Instructions to follow: Can you write out all of the material below, word for word?

--------------------------------------------------

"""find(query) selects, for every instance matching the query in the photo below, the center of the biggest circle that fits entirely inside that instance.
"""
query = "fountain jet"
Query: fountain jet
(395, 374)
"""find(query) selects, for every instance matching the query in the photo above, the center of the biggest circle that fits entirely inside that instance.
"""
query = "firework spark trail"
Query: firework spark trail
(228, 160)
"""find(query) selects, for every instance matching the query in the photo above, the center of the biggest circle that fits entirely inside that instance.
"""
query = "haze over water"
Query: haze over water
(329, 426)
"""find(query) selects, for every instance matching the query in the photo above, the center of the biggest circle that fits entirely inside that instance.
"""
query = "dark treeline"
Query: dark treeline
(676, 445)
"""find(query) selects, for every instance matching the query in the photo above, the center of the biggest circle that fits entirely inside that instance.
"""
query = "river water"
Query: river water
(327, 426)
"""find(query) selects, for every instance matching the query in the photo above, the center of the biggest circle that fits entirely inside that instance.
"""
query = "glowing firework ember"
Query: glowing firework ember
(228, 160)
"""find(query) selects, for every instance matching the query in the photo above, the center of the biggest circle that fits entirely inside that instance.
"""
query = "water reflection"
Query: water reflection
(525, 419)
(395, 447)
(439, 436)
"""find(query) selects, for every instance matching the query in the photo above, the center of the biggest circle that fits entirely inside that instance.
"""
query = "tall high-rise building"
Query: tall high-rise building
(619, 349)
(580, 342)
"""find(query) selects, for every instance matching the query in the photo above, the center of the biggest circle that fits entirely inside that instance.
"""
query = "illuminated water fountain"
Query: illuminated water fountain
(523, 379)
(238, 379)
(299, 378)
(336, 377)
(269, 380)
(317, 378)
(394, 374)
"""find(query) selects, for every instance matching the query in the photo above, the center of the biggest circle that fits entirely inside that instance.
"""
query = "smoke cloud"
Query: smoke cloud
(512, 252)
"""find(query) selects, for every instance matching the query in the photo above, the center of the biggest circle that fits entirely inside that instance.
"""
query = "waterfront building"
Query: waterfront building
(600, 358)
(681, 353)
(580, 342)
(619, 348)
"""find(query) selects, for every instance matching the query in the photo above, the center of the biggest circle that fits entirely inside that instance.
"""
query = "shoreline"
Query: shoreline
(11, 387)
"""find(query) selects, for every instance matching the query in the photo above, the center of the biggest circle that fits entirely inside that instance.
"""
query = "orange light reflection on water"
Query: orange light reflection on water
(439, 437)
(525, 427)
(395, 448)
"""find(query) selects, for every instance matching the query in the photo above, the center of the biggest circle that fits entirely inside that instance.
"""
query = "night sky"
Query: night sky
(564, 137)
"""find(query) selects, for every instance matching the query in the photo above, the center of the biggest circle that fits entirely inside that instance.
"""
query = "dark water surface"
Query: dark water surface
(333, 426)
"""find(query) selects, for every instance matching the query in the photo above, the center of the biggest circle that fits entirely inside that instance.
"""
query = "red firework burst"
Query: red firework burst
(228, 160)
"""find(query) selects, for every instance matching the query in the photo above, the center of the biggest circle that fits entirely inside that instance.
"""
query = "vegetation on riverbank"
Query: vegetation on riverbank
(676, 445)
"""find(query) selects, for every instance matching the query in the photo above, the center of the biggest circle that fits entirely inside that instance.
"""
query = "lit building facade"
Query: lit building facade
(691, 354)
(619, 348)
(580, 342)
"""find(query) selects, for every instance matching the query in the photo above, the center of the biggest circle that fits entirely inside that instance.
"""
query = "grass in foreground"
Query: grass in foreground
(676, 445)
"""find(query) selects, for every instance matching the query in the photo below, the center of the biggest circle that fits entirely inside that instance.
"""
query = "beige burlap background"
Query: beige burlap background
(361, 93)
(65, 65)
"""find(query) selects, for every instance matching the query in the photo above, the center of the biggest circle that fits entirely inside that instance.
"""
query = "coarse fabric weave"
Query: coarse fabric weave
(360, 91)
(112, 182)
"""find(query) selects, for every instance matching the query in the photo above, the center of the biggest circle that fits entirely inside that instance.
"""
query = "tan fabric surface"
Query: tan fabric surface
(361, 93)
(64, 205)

--------------------------------------------------

Finished task:
"""find(query) selects, for every instance matching the query in the photo below, the center of the biggest circle that fits entirely inside that instance.
"""
query = "fountain jet"
Query: fountain jet
(395, 374)
"""find(query) selects, for every instance matching the query in the photo above, the center of the biggest circle that fits entirely inside that instance.
"""
query = "firework spark trail"
Query: firework spark trail
(228, 160)
"""find(query) selects, for every instance matching the query in the photo above, the center of the biggest circle that fits entirely inside that instance.
"""
query = "haze over water"
Query: haze over water
(329, 426)
"""find(query) selects, for every instance matching the query in the photo above, the center of the biggest circle that fits entirely inside that instance.
"""
query = "dark treeline"
Query: dark treeline
(676, 445)
"""find(query) selects, for every instance matching the query in the photo above, the center of the biggest circle that fits entirely inside that instance.
"""
query = "river water"
Query: river water
(327, 426)
"""find(query) selects, for every instance matching the query in the photo above, the center of the biggest circle that fits entirely inside that instance.
"""
query = "glowing firework ember"
Query: glowing firework ember
(228, 160)
"""find(query) selects, for every instance matching the query in the photo above, the center of the biggest circle that fits entirely inside that instance.
"""
query = "water reflection"
Query: water reflection
(525, 419)
(395, 447)
(439, 436)
"""find(query) selects, for every instance matching the query in the photo above, the center of the biggest circle that fits entirely inside that instance.
"""
query = "tall high-rise building"
Query: tall high-rise building
(619, 349)
(580, 342)
"""find(query) selects, for every instance matching the query in the photo above, the center of the biggest circle that fits entirely inside that instance.
"""
query = "illuminated water fountain"
Query: illuminated water fountain
(523, 379)
(238, 379)
(299, 378)
(336, 377)
(269, 380)
(317, 378)
(394, 374)
"""find(query) selects, for every instance matching the query in the photo above, the center of the biggest circle that fits entirely inside that instance.
"""
query = "smoke cloud"
Query: smoke cloud
(512, 252)
"""find(query) selects, for every instance matching the query in the photo above, the center of the biggest circle that fits entirely inside that instance.
"""
query = "waterfront building"
Query: waterfront building
(600, 358)
(681, 353)
(580, 342)
(619, 348)
"""find(query) selects, for every instance matching the query in the photo above, the center of the biggest circle that fits entirely inside that instance.
"""
query = "shoreline"
Query: shoreline
(11, 387)
"""find(query) selects, for every instance matching the query in the photo above, the center of the biggest circle that fits entirely inside that instance.
"""
query = "orange light reflection on water"
Query: orange light reflection on water
(439, 437)
(525, 427)
(395, 448)
"""find(query) selects, for every instance matching the query in the photo above, the center of the biggest circle that fits entirely inside that instance.
"""
query = "night sky"
Query: night sky
(564, 137)
"""find(query) selects, for every instance matching the query in the photo above, the center of the biggest circle that fits entirely inside that instance.
"""
query = "dark water surface"
Query: dark water surface
(333, 426)
"""find(query) selects, for every instance matching the query in the photo above, the center of the biggest circle that fits entirely inside that instance.
"""
query = "red firework burst"
Query: red firework burst
(228, 160)
"""find(query) selects, for every instance matching the query in the photo above, the center of the biggest circle that fits entirely inside that instance.
"""
query = "vegetation on riverbank"
Query: vegetation on riverbank
(676, 445)
"""find(query) selects, for every instance matching the query in the photo above, the center of the biggest circle that fits entirely inside that instance.
"""
query = "lit building facade"
Query: lit building facade
(691, 354)
(619, 348)
(580, 342)
"""find(query) selects, for every instance matching the query in the photo above, the center of the biggest circle that fits entirely inside that instance.
"""
query = "grass in foreground"
Query: grass in foreground
(676, 445)
"""find(query) selects, for every instance matching the query in the photo below, the center of the biggest circle that fits entirely inside that instance.
"""
query = "beige burlap background"
Query: beige burlap background
(361, 93)
(65, 65)
"""find(query) selects, for every instance matching the query in the photo above, the center of the biggest circle that fits entirely inside that instance.
"""
query = "coarse fabric weave"
Query: coarse fabric weave
(360, 91)
(112, 182)
"""find(query) selects, for every instance matching the query in the photo above, the center of the biggest circle that fits entirely inside that instance.
"""
query = "tan fabric surface"
Query: tan fabric surface
(361, 93)
(64, 205)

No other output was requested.